Aim >> A partial copy is required: transcribe exactly the lines from the one containing "If you could place a marker on the cat's front" through the last line below, without any pictures.
==== Supplied data ====
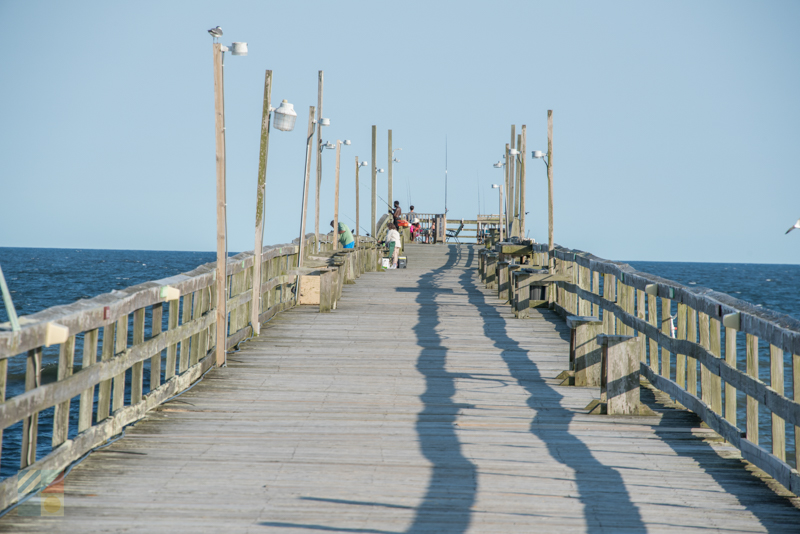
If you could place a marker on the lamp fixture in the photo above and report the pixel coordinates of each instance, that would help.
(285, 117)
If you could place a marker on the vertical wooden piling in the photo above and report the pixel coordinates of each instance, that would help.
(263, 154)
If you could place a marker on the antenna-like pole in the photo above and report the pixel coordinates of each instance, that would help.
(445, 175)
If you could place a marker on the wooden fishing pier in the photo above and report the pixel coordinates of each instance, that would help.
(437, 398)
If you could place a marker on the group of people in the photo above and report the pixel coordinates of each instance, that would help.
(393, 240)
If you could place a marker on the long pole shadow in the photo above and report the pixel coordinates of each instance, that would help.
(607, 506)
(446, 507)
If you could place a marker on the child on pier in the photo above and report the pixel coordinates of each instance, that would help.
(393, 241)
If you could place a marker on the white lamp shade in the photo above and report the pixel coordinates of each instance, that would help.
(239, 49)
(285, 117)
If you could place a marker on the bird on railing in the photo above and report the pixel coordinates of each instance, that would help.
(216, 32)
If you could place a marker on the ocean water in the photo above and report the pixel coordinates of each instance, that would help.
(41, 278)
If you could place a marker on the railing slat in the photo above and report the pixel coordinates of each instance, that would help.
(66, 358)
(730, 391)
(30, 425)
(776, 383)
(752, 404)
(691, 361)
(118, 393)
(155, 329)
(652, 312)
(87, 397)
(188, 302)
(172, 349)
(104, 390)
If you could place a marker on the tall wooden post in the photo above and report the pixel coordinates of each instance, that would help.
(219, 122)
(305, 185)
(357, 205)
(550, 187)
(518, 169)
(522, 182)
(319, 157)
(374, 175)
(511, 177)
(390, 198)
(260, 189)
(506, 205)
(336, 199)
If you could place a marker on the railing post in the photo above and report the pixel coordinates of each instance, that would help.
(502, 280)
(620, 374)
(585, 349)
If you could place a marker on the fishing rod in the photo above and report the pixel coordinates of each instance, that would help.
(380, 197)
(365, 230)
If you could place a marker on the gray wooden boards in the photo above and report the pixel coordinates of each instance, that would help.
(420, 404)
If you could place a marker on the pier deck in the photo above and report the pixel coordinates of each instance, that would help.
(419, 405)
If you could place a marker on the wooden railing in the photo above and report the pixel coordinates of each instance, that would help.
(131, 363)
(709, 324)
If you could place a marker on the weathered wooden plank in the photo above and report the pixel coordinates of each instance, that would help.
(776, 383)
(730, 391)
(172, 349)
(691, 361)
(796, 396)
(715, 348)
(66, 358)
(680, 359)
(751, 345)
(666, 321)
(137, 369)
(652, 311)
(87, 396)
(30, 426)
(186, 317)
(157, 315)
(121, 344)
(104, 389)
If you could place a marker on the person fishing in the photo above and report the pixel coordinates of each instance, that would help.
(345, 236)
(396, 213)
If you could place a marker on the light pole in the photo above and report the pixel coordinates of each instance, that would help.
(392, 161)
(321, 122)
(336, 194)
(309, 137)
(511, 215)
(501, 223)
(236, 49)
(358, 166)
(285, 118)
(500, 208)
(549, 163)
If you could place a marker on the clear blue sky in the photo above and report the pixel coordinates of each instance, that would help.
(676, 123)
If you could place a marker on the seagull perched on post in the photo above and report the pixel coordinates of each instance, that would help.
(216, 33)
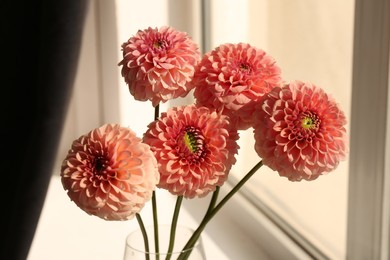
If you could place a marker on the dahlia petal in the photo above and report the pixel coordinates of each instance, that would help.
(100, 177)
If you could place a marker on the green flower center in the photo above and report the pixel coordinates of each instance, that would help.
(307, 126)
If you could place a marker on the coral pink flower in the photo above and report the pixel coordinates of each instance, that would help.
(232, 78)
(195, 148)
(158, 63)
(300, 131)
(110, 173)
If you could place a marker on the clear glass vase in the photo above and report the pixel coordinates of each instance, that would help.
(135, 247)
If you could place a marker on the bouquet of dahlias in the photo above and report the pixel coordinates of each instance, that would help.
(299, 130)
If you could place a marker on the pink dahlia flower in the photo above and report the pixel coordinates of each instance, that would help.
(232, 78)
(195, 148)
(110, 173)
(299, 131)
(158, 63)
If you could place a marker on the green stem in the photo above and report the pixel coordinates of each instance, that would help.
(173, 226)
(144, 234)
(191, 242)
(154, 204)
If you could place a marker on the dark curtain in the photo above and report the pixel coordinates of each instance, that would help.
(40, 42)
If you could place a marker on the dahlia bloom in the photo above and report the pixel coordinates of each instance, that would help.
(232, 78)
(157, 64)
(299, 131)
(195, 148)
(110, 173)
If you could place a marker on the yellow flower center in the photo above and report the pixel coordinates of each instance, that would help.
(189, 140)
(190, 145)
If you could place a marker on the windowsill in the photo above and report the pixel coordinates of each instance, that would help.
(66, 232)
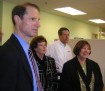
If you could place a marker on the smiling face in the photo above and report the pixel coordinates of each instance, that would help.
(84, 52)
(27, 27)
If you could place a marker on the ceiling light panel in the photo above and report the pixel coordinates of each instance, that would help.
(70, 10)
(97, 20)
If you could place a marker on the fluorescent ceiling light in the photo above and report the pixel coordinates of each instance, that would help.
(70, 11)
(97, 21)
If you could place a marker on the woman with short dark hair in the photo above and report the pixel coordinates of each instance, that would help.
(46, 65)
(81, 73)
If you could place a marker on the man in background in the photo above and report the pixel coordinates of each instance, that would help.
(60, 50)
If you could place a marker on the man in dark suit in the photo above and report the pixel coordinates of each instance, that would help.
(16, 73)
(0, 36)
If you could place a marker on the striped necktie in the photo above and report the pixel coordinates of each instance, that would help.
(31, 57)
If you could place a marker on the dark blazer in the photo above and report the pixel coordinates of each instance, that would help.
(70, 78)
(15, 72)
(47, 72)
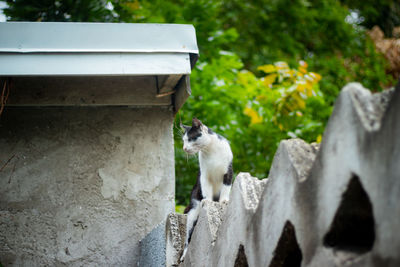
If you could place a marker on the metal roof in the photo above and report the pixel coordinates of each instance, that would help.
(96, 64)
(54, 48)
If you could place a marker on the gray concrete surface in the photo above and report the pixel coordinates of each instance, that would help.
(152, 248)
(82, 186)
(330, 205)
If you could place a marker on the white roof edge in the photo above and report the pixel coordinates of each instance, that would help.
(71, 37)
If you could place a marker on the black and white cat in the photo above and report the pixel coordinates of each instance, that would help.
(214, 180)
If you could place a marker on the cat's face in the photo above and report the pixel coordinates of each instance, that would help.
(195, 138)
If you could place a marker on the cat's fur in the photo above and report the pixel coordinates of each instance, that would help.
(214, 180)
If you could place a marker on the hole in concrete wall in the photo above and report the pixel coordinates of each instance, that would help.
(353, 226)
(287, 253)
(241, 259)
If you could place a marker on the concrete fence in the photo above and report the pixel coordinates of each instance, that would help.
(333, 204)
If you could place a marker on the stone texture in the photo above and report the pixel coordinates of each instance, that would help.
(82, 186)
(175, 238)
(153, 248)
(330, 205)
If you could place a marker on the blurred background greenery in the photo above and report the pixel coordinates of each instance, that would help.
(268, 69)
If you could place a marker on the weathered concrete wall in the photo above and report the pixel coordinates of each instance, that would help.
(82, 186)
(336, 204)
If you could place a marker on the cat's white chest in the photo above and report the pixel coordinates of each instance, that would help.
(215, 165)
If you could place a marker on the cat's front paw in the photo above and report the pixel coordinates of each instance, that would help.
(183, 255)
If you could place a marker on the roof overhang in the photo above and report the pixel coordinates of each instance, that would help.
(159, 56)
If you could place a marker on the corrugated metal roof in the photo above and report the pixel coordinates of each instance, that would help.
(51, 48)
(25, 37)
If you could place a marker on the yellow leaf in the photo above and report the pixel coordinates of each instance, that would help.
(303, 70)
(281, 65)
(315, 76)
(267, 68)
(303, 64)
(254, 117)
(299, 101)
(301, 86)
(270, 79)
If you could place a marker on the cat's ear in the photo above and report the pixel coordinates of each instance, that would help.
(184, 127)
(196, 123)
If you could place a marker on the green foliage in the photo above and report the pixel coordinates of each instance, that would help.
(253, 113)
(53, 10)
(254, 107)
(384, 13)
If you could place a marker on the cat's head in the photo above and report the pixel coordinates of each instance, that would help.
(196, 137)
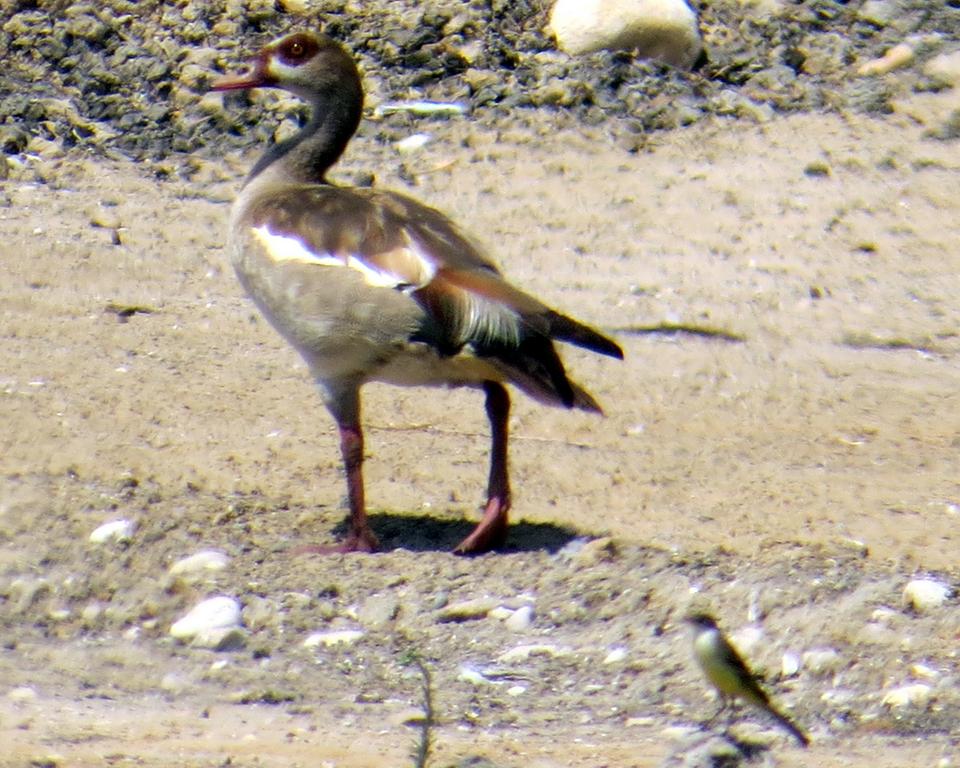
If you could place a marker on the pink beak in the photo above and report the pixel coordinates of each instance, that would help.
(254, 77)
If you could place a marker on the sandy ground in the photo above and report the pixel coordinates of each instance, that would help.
====
Result for this exercise >>
If you could place a marker on the cat's front paw in the photo above and report the pixel coordinates of each instance, that would help.
(183, 255)
If you could place a marker on the roof overhang in the photo above and report the pixel coordinates of each instance, that would help.
(159, 56)
If you could place a marker on the corrugated metal roof in the photo above and report the pixel coordinates of each instance, that would help.
(51, 48)
(25, 37)
If you could place a marker on the yellow leaf in the photo above and report the pixel coordinates of each instance, that would help.
(303, 70)
(281, 65)
(315, 76)
(267, 68)
(303, 64)
(254, 117)
(299, 101)
(301, 86)
(270, 79)
If you could place a marker on the cat's ear in the photo above and report the pixel coordinates of each instance, that would help.
(184, 127)
(196, 123)
If you could place a marker on the green foliage in the photo above and report the pixel coordinates of each instance, that would help.
(253, 113)
(53, 10)
(254, 107)
(384, 13)
If you could place a marker on the cat's head in the photo above and report the pixel coordinates of each instance, that would help.
(196, 137)
If you could place a marker on the pink beak in the photo above and report the pixel coordinates of each instance, that would help.
(254, 77)
If you could place a marker on the sandy ground in the photo above and report the pixel coordinates of each instance, that would help.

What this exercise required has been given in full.